### WHAT TO WORK ON
Nothing but the lines from the one containing "Isolate any visible man's face." to the end of the data should be returned, each exactly as written.

Text-to-region grounding data

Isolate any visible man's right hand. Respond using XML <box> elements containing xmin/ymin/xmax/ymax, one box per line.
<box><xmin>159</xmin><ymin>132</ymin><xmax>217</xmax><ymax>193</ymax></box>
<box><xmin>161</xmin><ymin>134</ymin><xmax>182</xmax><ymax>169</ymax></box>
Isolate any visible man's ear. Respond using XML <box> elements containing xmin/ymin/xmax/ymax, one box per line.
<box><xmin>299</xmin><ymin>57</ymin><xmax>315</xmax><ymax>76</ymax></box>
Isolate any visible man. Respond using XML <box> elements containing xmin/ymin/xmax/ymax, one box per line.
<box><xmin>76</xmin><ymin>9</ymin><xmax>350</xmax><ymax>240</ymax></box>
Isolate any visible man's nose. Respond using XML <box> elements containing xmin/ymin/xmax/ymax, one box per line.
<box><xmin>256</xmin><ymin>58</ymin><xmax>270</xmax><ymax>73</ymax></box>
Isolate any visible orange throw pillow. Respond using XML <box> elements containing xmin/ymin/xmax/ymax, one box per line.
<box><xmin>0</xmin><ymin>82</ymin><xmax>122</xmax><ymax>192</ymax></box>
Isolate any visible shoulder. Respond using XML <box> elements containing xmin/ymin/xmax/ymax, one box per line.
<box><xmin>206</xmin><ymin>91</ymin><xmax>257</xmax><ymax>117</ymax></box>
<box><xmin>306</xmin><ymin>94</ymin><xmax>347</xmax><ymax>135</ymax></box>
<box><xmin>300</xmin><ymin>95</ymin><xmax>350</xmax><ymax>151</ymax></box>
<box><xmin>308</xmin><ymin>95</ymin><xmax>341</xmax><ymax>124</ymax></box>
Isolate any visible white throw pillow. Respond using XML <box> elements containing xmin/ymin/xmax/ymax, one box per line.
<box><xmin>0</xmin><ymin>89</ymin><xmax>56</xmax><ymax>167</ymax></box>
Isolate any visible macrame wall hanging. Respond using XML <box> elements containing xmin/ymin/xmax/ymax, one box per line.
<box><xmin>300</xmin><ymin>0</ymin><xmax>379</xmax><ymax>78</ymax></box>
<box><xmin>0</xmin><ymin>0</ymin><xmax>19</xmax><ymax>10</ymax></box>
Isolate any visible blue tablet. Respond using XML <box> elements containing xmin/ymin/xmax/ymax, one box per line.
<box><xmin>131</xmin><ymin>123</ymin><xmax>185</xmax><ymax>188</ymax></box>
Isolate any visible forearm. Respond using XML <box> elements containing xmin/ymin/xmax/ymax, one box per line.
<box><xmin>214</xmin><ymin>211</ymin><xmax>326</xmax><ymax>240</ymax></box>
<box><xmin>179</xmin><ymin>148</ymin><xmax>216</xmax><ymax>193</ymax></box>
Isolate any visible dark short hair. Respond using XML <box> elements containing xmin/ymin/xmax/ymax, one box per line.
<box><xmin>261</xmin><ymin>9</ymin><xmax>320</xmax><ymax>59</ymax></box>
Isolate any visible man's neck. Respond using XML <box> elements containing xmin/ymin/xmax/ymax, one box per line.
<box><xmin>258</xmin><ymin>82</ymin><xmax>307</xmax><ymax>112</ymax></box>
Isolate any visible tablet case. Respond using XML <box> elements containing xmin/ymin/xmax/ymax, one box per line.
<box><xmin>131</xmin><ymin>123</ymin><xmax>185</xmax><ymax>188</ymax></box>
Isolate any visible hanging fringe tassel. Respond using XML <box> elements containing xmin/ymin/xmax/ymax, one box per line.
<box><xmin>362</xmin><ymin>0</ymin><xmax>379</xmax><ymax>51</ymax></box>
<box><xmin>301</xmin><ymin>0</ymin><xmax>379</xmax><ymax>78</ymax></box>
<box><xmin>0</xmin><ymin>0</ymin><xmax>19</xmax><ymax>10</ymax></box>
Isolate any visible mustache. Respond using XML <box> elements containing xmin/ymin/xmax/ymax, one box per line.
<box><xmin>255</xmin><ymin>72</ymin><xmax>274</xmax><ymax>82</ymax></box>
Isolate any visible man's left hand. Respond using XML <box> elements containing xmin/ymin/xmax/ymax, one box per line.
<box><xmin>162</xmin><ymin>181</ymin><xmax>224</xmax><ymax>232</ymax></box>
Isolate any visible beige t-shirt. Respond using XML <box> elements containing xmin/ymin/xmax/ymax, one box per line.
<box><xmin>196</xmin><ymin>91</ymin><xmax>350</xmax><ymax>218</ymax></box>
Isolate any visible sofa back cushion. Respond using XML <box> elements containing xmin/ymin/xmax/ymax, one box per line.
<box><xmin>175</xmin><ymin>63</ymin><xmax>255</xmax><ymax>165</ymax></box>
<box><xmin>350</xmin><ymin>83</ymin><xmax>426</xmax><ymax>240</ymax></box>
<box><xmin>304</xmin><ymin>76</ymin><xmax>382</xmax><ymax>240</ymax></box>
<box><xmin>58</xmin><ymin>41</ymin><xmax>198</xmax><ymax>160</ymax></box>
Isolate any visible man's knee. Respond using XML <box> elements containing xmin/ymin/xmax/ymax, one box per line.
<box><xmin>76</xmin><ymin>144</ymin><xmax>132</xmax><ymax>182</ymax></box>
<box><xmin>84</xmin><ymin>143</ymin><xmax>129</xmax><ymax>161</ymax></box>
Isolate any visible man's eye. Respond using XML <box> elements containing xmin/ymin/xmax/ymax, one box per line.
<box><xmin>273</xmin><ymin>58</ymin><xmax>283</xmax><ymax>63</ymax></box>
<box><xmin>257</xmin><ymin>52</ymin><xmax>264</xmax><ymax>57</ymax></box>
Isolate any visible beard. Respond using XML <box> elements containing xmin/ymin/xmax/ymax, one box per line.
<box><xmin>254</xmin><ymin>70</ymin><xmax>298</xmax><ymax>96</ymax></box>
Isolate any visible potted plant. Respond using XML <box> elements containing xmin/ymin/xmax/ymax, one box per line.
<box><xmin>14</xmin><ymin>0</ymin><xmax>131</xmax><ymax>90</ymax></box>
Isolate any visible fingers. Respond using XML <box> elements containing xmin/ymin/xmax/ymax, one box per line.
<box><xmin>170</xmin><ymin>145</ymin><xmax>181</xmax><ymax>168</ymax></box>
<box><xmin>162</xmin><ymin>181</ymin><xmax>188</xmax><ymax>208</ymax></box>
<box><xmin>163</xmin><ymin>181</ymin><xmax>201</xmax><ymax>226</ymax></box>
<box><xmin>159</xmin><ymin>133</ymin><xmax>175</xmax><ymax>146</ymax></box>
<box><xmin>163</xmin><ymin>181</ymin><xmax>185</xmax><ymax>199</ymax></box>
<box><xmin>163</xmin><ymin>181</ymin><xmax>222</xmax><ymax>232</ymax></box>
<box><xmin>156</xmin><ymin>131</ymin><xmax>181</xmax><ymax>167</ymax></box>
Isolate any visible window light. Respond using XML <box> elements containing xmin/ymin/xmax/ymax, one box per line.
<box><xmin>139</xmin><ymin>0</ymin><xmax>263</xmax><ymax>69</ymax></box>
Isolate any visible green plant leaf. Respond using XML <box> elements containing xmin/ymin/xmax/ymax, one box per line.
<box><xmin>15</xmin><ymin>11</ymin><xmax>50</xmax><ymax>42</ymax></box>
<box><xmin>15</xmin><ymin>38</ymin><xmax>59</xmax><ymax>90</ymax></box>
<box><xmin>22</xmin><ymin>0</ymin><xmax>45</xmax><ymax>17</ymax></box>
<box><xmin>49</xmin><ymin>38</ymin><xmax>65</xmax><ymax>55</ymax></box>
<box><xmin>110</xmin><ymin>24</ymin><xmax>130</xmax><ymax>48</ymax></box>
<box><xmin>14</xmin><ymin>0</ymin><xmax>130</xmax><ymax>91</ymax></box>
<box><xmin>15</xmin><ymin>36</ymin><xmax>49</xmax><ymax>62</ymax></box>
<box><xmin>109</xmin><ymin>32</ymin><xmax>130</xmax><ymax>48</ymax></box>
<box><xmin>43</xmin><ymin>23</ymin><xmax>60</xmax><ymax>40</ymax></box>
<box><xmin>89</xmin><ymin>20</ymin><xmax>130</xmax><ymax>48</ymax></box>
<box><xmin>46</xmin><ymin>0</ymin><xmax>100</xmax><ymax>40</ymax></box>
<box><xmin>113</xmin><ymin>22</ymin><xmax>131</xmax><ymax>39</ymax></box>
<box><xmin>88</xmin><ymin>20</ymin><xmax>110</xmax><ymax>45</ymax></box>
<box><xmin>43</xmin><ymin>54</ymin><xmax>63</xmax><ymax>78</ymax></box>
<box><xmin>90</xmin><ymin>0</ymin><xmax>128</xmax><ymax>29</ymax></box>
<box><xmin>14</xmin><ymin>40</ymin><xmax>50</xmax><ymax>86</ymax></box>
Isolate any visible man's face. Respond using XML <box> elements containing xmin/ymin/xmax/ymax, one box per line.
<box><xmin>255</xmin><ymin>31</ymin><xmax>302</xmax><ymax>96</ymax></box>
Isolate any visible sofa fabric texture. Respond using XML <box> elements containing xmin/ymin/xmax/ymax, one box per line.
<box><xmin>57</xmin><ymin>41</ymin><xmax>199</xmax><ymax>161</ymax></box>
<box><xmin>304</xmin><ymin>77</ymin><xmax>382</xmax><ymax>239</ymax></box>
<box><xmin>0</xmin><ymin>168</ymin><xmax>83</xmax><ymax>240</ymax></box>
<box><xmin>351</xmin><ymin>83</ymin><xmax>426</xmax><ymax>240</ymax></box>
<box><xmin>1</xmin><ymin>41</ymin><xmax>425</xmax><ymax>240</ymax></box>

### ANSWER BELOW
Isolate any visible man's face. Respond using XML <box> elements containing xmin/ymin/xmax/ymax, one box per line.
<box><xmin>255</xmin><ymin>31</ymin><xmax>302</xmax><ymax>96</ymax></box>
Isolate any visible sofa fabric texture. Respond using XML <box> elements containing xmin/ymin/xmax/ymax, one box per line.
<box><xmin>57</xmin><ymin>41</ymin><xmax>199</xmax><ymax>161</ymax></box>
<box><xmin>304</xmin><ymin>77</ymin><xmax>382</xmax><ymax>239</ymax></box>
<box><xmin>0</xmin><ymin>168</ymin><xmax>83</xmax><ymax>240</ymax></box>
<box><xmin>351</xmin><ymin>83</ymin><xmax>426</xmax><ymax>240</ymax></box>
<box><xmin>1</xmin><ymin>41</ymin><xmax>425</xmax><ymax>240</ymax></box>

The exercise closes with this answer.